| THE PROBLEM |
Only the lines of the data holding the string "like" need to be returned.
BEGIN EXTRACTED MATERIAL
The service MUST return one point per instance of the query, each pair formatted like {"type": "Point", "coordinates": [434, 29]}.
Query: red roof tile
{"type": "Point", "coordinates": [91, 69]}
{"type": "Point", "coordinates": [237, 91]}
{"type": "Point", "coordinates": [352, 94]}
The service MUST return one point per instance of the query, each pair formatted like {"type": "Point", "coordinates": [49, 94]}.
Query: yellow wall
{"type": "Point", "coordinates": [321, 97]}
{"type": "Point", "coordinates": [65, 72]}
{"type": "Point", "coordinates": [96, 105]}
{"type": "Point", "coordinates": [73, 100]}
END EXTRACTED MATERIAL
| ANSWER TO THE PROBLEM |
The service MUST return one point per instance of the query, each pair formatted like {"type": "Point", "coordinates": [434, 29]}.
The service MUST return one point per instance of the query, each pair formatted like {"type": "Point", "coordinates": [49, 94]}.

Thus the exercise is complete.